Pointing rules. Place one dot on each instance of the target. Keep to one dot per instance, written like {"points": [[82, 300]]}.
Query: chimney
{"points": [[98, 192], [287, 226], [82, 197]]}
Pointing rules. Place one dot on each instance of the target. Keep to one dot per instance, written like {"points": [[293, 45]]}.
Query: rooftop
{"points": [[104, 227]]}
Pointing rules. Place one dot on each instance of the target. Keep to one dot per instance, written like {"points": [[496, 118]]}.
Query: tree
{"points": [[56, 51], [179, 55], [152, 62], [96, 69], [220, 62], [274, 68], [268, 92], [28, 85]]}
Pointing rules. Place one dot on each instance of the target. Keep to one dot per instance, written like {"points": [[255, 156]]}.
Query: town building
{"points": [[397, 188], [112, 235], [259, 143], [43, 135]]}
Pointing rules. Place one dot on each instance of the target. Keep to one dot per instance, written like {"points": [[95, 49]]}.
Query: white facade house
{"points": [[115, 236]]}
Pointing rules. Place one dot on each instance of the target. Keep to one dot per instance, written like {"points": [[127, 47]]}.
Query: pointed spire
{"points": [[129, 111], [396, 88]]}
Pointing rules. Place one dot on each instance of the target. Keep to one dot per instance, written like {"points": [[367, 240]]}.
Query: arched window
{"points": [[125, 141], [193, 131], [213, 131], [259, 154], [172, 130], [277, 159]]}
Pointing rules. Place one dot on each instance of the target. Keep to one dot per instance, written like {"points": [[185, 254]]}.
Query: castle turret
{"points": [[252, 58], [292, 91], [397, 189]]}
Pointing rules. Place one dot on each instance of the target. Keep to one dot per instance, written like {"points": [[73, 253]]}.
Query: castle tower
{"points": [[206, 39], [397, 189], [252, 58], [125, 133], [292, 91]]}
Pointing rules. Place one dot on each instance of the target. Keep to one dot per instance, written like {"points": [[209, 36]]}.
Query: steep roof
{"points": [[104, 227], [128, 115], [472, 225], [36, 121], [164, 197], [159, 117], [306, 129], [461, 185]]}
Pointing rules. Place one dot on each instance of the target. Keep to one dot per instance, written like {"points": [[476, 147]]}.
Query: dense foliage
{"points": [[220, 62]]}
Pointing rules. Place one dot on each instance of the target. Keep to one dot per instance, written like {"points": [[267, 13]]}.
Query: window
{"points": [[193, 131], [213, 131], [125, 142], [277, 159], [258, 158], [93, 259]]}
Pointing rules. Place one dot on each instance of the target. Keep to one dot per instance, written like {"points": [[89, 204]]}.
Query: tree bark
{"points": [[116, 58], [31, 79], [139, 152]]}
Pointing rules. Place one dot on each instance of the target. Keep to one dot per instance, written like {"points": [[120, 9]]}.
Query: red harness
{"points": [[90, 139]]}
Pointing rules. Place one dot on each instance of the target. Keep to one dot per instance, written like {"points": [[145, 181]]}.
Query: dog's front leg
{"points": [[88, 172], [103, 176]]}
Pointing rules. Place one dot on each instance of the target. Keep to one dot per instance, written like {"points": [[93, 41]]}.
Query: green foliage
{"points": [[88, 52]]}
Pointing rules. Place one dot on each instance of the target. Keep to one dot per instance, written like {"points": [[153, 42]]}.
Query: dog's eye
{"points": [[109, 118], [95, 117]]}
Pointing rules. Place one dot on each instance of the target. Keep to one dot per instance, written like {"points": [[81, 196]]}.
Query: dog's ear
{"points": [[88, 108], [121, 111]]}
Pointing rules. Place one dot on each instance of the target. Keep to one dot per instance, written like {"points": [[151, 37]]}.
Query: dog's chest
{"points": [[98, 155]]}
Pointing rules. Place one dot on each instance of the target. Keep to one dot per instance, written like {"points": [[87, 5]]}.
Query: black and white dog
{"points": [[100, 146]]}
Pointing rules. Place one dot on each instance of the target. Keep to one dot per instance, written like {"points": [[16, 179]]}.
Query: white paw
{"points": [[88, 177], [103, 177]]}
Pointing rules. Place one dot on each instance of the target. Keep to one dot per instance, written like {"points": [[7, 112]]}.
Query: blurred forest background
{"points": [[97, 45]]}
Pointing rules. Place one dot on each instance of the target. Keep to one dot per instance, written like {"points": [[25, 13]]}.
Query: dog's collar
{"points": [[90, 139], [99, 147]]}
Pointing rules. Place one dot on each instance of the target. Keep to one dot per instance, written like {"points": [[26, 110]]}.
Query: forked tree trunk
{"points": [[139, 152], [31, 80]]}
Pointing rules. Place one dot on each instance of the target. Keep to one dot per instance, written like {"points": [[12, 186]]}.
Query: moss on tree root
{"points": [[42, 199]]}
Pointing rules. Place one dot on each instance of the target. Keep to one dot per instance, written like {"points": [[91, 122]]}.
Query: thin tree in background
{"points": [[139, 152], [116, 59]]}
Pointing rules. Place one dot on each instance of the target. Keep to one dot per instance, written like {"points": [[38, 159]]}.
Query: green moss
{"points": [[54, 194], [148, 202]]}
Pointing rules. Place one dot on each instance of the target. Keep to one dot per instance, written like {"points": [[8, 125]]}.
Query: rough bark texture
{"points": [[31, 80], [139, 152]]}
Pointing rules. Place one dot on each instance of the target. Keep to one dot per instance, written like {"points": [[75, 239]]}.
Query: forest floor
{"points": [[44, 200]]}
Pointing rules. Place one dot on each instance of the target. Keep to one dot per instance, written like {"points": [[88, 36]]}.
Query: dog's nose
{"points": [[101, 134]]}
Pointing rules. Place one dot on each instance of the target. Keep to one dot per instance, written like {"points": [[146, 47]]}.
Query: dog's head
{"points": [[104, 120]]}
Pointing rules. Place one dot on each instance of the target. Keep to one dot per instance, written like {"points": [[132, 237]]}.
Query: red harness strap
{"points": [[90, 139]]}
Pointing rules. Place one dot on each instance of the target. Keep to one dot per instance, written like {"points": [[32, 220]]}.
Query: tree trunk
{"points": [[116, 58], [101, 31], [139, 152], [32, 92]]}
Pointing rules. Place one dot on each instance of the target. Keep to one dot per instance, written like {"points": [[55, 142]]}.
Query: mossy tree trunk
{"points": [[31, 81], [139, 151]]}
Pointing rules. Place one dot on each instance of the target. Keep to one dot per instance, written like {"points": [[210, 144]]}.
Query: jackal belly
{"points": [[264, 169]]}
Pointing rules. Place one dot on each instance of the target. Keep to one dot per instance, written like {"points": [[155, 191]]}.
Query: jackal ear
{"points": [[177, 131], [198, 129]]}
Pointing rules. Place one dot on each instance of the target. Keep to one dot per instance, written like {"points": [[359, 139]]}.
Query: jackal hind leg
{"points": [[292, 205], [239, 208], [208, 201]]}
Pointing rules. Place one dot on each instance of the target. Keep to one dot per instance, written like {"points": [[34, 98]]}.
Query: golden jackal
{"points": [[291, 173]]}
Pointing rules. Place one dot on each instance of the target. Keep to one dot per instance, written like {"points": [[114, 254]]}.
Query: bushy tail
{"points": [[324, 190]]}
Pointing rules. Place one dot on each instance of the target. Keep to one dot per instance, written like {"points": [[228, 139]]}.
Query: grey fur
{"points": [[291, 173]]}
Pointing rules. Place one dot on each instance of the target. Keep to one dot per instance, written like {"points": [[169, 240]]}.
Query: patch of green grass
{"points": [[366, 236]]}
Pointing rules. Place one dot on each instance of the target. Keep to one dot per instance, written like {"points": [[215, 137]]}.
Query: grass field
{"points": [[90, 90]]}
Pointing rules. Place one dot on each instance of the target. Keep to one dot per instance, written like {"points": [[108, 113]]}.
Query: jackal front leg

§ §

An exact reproduction of all the entries above is required.

# [Exercise output]
Pointing rules. Place one dot on each instance of the target. Keep to one dot per instance, written like {"points": [[82, 300]]}.
Query: chimney
{"points": [[98, 192], [287, 226], [82, 197]]}
Pointing rules. Place one dot on each instance of the target. Keep to one dot per instance, written like {"points": [[293, 45]]}.
Query: rooftop
{"points": [[104, 227]]}
Pointing rules. Place one dot on each instance of the target. Keep to one dot per instance, written like {"points": [[496, 118]]}.
Query: tree
{"points": [[56, 51], [179, 55], [152, 62], [96, 69], [220, 62], [274, 68], [268, 92], [28, 85]]}
Pointing rules. Place one dot on each instance of the target. Keep to one dot per instance, written like {"points": [[255, 156]]}.
Query: town building
{"points": [[397, 188], [112, 235], [259, 143], [43, 135]]}
Pointing rules. Place one dot on each instance of the target. Keep to one dot per instance, written like {"points": [[95, 49]]}.
Query: white facade house
{"points": [[115, 236]]}
Pointing rules. Place one dot on each instance of the target. Keep to one dot per instance, written like {"points": [[127, 47]]}.
Query: pointed spire
{"points": [[129, 111], [396, 88]]}
Pointing rules. Place one dot on each instance of the target. Keep to one dot per instance, written like {"points": [[367, 240]]}.
Query: arched window
{"points": [[125, 141], [193, 131], [213, 131], [259, 154], [172, 130], [277, 159]]}
Pointing rules. Place one dot on each instance of the target. Keep to one dot per instance, written like {"points": [[185, 254]]}.
Query: castle turret
{"points": [[252, 58], [292, 91], [397, 189]]}
Pointing rules. Place one dot on each instance of the target. Keep to one dot per instance, written like {"points": [[73, 253]]}.
Query: castle tower
{"points": [[206, 39], [397, 189], [252, 58], [125, 133], [292, 91]]}
Pointing rules. Place one dot on each instance of the target. Keep to one dot per instance, written like {"points": [[209, 36]]}.
Query: steep roof
{"points": [[104, 227], [128, 115], [472, 225], [36, 121], [164, 197], [159, 117], [306, 129], [461, 185]]}
Pointing rules. Place one dot on each instance of the target. Keep to one dot per instance, written like {"points": [[476, 147]]}.
Query: dense foliage
{"points": [[220, 62]]}
Pointing rules. Place one dot on each instance of the target. Keep to one dot per instance, written like {"points": [[267, 13]]}.
Query: window
{"points": [[193, 131], [213, 131], [125, 142], [277, 159], [258, 158], [93, 259]]}
Pointing rules. Place one dot on each instance of the target. Keep to one dot per instance, written like {"points": [[89, 204]]}.
Query: tree bark
{"points": [[116, 58], [31, 79], [139, 152]]}
Pointing rules. Place one dot on each instance of the target. Keep to one dot per instance, written like {"points": [[120, 9]]}.
Query: red harness
{"points": [[90, 139]]}
Pointing rules. Place one dot on each instance of the target. Keep to one dot per instance, written like {"points": [[145, 181]]}.
Query: dog's front leg
{"points": [[88, 172], [103, 176]]}
Pointing rules. Place one dot on each instance of the target. Keep to one dot per instance, written like {"points": [[93, 41]]}.
Query: green foliage
{"points": [[88, 52]]}
Pointing rules. Place one dot on each instance of the target. Keep to one dot per instance, written like {"points": [[153, 42]]}.
Query: dog's eye
{"points": [[109, 118], [95, 117]]}
Pointing rules. Place one dot on each instance of the target. Keep to one dot per instance, written like {"points": [[81, 196]]}.
Query: dog's ear
{"points": [[88, 108], [121, 111]]}
Pointing rules. Place one dot on each instance of the target. Keep to one dot per instance, written like {"points": [[151, 37]]}.
Query: dog's chest
{"points": [[98, 155]]}
Pointing rules. Place one dot on each instance of the target. Keep to one dot per instance, written like {"points": [[87, 5]]}.
Query: black and white dog
{"points": [[100, 146]]}
Pointing rules. Place one dot on each instance of the target. Keep to one dot per instance, written like {"points": [[16, 179]]}.
Query: white paw
{"points": [[88, 177], [103, 177]]}
Pointing rules. Place one dot on each instance of the target. Keep to one dot per instance, written like {"points": [[7, 112]]}.
Query: blurred forest background
{"points": [[97, 45]]}
Pointing rules. Place one dot on each instance of the target. Keep to one dot per instance, written like {"points": [[25, 13]]}.
Query: dog's collar
{"points": [[90, 139], [99, 147]]}
Pointing rules. Place one dot on each instance of the target. Keep to one dot per instance, written like {"points": [[26, 110]]}.
Query: forked tree trunk
{"points": [[139, 152], [31, 80]]}
Pointing rules. Place one dot on each instance of the target. Keep to one dot per instance, written like {"points": [[12, 186]]}.
Query: moss on tree root
{"points": [[42, 199]]}
Pointing rules. Place one dot on each instance of the target. Keep to one dot per instance, written like {"points": [[91, 122]]}.
Query: thin tree in background
{"points": [[139, 152], [116, 59]]}
Pointing rules. Place one dot on each instance of the target. Keep to one dot per instance, written like {"points": [[38, 159]]}.
Query: green moss
{"points": [[54, 194], [148, 202]]}
Pointing rules. Place one dot on each instance of the target. Keep to one dot per instance, written like {"points": [[8, 125]]}.
Query: rough bark texture
{"points": [[31, 80], [139, 152]]}
Pointing rules. Place one dot on each instance of the target. Keep to one dot per instance, written like {"points": [[75, 239]]}.
Query: forest floor
{"points": [[44, 200]]}
Pointing rules. Place one dot on each instance of the target. Keep to one dot per instance, written like {"points": [[88, 36]]}.
Query: dog's nose
{"points": [[101, 134]]}
Pointing rules. Place one dot on each instance of the target. Keep to one dot per instance, written like {"points": [[146, 47]]}.
Query: dog's head
{"points": [[104, 120]]}
Pointing rules. Place one dot on each instance of the target. Keep to one dot per instance, written like {"points": [[132, 237]]}.
Query: red harness strap
{"points": [[90, 139]]}
Pointing rules. Place one dot on each instance of the target. Keep to one dot per instance, written like {"points": [[32, 220]]}.
Query: tree trunk
{"points": [[116, 58], [101, 31], [139, 152], [32, 92]]}
Pointing rules. Place one dot on each instance of the target. Keep to one dot per instance, written like {"points": [[55, 142]]}.
Query: mossy tree trunk
{"points": [[31, 81], [139, 151]]}
Pointing rules. Place one dot on each instance of the target. Keep to one dot per instance, written like {"points": [[210, 144]]}.
Query: jackal belly
{"points": [[264, 169]]}
Pointing rules. Place one dot on each instance of the target. Keep to one dot per instance, written like {"points": [[155, 191]]}.
Query: jackal ear
{"points": [[177, 131], [198, 129]]}
Pointing rules. Place one dot on each instance of the target. Keep to one dot per instance, written like {"points": [[359, 139]]}.
Query: jackal hind leg
{"points": [[292, 205], [239, 208], [208, 201]]}
Pointing rules. Place one dot on each instance of the target. Keep to one dot per instance, written like {"points": [[34, 98]]}.
Query: golden jackal
{"points": [[291, 173]]}
Pointing rules. Place one dot on each instance of the target. Keep to one dot per instance, written like {"points": [[114, 254]]}.
Query: bushy tail
{"points": [[324, 190]]}
Pointing rules. Place one dot on each instance of the target. Keep to one dot per instance, written like {"points": [[228, 139]]}.
Query: grey fur
{"points": [[291, 173]]}
Pointing rules. Place one dot on each instance of the target. Keep to one dot per instance, written like {"points": [[169, 240]]}.
Query: patch of green grass
{"points": [[366, 236]]}
Pointing rules. Place one dot on each instance of the target. Keep to one dot per instance, written like {"points": [[215, 137]]}.
Query: grass field
{"points": [[90, 90]]}
Pointing rules. Place one dot on each instance of the target. Keep to one dot per instance, written like {"points": [[108, 113]]}.
Query: jackal front leg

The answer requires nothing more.